====== Data shown ======
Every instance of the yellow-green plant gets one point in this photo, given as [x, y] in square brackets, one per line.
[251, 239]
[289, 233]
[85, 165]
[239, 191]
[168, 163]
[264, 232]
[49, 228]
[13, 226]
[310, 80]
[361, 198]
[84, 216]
======
Task details —
All records are to be retyped precisely.

Answer to this exercise —
Every instance of the yellow-green plant gets one point in this photo, given as [x, y] in square brackets, one per line.
[251, 239]
[289, 233]
[85, 165]
[239, 191]
[168, 163]
[264, 232]
[49, 228]
[13, 226]
[310, 80]
[361, 198]
[84, 216]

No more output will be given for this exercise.